VORLIEGENDER TEXT:
::::::
Evakuiertes Flüchtlingsmädchen sitzt auf einem Wagen mit Essen in der Hand, 1947

Flucht und Vertreibung in der Nachkriegszeit

Wie viele Menschen nach dem Zweiten Weltkrieg heimatlos geworden waren, ist heute kaum noch jemandem bewusst. Vor allem Frauen waren von diesem Schicksal betroffen und meisterten es mit Mut und Tatkraft.

Auf der Suche nach einer neuen Heimat

„Am anderen Ende des Rasens war eine Bühne aufgebaut (…). Reihen von Holzstühlen waren vor die Bühne gestellt. In den Gängen zwischen ihnen, auf den Stühlen und auf dem Gras standen, saßen, gingen, lehnten und lagen Hunderte spindeldürrer (…), blasser, skeletthafter und ausdrucksloser Gestalten, alle in Schwarzweiß – den gestreiften Uniformen der Konzentrationslager. Sie bewegten sich kaum, und wo sie es taten, geschah dies wie in Zeitlupe.“ So erinnert sich der ehemalige US-Soldat Robert L. Hilliard an das „Liberation Concert“, das einige KZ-Überlebende am 27. Mai 1945 in St. Ottilien vor Leidensgenossinnen und -genossen gaben. Mit ihrer Befreiung waren sie alle zu „Displaced Persons“, kurz „DPs“, geworden. Unter diesem Begriff fassten die westlichen Besatzungsmächte – US-Amerikaner, Engländer und Franzosen – alle Menschen zusammen, die aus ihrer Heimat vertrieben oder verschleppt worden waren. Im engeren Sinn galten ehemalige Zwangsarbeiter, Kriegsgefangene und KZ-Häftlinge als „DPs“.
::::::
GESTELLTE AUFGABE 1: Schreiben Sie aus dem Text über Flucht und Vertreibung in der Nachkriegszeit den Abschnitt wortgetreu ab, der mit den Worten beginnt, die „Evakuiertes Flüchtlingsmädchen sitzt“ enthalten, und mit „Mut und Tatkraft.“ endet.
GESTELLTE AUFGABE 2: Zeigen Sie jede Zeile der Datensätze, in der das Wort „pine“ vorkommt, wobei Groß- und Kleinschreibung zu beachten ist.
Der Text und die Datensätze haben unterschiedliche Herkunft.

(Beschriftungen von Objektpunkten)
::::::
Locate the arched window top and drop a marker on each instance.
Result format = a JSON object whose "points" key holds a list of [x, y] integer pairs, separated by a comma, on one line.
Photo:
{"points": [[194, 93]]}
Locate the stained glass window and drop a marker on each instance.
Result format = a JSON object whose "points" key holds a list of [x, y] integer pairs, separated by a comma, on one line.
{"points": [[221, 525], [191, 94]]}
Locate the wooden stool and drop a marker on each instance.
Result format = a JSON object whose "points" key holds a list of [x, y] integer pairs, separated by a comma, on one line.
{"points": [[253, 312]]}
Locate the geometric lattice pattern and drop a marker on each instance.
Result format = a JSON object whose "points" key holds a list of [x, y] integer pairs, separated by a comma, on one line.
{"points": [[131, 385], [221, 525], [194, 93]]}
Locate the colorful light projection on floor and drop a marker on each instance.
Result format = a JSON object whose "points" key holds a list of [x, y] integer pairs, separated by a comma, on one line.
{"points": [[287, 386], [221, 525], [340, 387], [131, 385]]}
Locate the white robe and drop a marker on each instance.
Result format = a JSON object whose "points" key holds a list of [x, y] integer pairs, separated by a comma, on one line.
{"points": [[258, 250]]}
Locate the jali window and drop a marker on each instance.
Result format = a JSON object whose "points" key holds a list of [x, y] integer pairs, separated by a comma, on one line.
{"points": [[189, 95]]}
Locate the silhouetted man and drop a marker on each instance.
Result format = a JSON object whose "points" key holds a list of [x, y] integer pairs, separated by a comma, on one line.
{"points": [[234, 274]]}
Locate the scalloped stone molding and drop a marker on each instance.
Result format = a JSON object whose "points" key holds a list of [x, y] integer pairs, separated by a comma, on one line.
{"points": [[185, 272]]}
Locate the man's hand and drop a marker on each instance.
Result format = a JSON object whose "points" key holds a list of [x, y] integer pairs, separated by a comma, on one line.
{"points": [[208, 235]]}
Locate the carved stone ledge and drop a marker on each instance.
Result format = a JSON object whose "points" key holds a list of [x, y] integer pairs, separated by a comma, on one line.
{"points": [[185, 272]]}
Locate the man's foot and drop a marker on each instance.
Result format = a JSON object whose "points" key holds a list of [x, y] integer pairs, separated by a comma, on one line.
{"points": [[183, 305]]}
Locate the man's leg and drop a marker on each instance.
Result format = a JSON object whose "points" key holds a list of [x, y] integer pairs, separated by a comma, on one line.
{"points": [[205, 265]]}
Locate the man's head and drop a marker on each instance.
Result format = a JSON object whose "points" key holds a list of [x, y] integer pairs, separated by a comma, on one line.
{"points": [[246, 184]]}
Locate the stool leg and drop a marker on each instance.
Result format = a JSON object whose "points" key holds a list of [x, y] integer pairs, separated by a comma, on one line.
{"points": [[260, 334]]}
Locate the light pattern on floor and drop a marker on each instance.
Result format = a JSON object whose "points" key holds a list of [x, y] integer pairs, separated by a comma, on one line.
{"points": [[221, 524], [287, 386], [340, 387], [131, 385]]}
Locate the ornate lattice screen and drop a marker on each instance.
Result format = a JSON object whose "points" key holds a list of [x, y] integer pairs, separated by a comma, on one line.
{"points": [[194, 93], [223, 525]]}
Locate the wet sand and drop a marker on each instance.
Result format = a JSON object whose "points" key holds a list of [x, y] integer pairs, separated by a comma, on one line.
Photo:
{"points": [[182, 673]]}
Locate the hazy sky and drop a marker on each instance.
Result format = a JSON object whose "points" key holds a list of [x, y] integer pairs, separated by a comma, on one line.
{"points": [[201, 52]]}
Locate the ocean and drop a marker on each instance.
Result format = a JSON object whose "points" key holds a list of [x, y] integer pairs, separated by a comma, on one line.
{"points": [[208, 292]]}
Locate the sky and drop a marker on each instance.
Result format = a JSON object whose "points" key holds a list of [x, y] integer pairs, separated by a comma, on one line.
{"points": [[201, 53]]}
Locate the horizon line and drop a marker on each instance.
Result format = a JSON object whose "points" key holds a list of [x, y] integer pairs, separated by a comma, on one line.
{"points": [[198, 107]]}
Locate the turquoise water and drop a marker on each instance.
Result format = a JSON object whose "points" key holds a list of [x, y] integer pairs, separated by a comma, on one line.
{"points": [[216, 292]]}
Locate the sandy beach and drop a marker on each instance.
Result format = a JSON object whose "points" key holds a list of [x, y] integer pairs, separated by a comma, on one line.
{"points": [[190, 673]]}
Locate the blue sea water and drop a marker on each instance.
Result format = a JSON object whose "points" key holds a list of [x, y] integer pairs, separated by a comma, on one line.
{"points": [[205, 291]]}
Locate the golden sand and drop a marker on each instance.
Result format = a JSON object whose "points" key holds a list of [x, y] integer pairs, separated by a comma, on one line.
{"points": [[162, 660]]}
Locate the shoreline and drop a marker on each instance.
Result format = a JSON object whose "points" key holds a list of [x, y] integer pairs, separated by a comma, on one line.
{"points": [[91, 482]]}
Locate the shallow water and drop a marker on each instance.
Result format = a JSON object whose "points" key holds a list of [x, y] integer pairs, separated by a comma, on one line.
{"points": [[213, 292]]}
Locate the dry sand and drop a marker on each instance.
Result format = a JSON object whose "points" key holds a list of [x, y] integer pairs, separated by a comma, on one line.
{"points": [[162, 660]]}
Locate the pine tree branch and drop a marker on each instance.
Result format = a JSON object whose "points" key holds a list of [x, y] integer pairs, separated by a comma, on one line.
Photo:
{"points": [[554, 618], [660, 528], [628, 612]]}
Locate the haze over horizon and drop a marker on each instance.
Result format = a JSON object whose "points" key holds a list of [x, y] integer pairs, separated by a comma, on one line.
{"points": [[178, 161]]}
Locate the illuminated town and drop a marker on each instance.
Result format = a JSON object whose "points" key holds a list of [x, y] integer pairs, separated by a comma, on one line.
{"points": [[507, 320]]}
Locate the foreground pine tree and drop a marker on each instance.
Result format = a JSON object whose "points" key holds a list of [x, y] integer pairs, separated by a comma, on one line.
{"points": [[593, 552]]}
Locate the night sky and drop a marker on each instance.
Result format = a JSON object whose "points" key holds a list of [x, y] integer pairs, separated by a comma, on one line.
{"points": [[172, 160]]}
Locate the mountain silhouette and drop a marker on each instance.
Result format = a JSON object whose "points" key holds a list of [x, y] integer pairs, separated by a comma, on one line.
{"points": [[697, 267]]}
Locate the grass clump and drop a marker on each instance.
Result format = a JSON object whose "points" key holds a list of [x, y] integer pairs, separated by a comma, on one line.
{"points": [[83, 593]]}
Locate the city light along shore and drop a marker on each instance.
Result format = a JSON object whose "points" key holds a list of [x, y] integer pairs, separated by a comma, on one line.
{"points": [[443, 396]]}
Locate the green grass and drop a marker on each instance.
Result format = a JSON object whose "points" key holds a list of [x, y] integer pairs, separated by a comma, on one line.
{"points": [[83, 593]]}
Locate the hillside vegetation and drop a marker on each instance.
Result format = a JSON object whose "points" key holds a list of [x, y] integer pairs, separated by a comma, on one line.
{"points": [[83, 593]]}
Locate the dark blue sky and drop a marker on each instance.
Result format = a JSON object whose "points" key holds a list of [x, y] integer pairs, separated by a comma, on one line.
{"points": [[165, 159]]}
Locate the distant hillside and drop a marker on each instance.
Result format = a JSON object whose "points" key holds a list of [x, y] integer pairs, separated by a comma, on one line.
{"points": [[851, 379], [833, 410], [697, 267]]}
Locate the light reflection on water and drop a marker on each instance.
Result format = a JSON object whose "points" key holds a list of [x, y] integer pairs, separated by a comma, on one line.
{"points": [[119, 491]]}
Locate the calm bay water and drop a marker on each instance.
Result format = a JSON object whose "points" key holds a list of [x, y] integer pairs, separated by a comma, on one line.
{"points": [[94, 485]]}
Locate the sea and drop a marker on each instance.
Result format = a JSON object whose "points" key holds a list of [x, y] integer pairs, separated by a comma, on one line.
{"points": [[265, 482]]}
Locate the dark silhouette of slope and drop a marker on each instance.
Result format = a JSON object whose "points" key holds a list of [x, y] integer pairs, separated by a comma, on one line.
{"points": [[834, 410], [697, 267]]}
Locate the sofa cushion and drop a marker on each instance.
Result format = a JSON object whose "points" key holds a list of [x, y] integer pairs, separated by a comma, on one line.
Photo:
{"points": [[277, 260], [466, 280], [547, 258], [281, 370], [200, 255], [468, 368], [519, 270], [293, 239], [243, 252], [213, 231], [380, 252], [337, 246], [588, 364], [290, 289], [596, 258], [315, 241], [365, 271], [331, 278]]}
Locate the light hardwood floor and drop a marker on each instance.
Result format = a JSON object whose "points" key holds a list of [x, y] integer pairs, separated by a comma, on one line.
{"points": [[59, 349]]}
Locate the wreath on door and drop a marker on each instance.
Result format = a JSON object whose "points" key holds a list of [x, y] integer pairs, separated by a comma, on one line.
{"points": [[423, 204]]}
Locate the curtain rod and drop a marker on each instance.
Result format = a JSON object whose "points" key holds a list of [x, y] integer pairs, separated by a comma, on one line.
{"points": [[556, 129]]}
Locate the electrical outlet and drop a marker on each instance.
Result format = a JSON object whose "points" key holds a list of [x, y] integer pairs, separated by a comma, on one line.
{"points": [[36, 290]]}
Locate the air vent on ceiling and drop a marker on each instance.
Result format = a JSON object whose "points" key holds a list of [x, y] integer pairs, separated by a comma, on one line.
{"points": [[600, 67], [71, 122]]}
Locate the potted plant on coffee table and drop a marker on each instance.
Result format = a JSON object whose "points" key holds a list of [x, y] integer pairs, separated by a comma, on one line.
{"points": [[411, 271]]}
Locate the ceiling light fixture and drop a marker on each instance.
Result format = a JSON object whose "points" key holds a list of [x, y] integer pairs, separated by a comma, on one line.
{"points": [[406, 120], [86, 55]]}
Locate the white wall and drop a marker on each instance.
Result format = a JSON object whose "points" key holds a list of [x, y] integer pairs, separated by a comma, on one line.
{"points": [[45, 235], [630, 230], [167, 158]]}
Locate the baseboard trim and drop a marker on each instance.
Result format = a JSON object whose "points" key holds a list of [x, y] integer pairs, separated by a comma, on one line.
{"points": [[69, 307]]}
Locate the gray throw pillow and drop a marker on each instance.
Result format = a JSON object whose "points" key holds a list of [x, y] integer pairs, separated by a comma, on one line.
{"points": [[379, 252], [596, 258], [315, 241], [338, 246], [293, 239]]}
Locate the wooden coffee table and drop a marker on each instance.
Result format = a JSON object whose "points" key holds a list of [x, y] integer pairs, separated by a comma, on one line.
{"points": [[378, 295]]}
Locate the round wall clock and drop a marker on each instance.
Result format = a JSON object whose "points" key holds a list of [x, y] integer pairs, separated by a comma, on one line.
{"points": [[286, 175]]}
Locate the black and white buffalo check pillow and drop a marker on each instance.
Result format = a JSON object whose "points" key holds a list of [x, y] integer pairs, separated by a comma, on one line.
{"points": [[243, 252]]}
::::::
RICHTIGE ANTWORT 1:
Evakuiertes Flüchtlingsmädchen sitzt auf einem Wagen mit Essen in der Hand, 1947

Flucht und Vertreibung in der Nachkriegszeit

Wie viele Menschen nach dem Zweiten Weltkrieg heimatlos geworden waren, ist heute kaum noch jemandem bewusst. Vor allem Frauen waren von diesem Schicksal betroffen und meisterten es mit Mut und Tatkraft.

RICHTIGE ANTWORT 2:
Locate the pine tree branch and drop a marker on each instance.
Locate the foreground pine tree and drop a marker on each instance.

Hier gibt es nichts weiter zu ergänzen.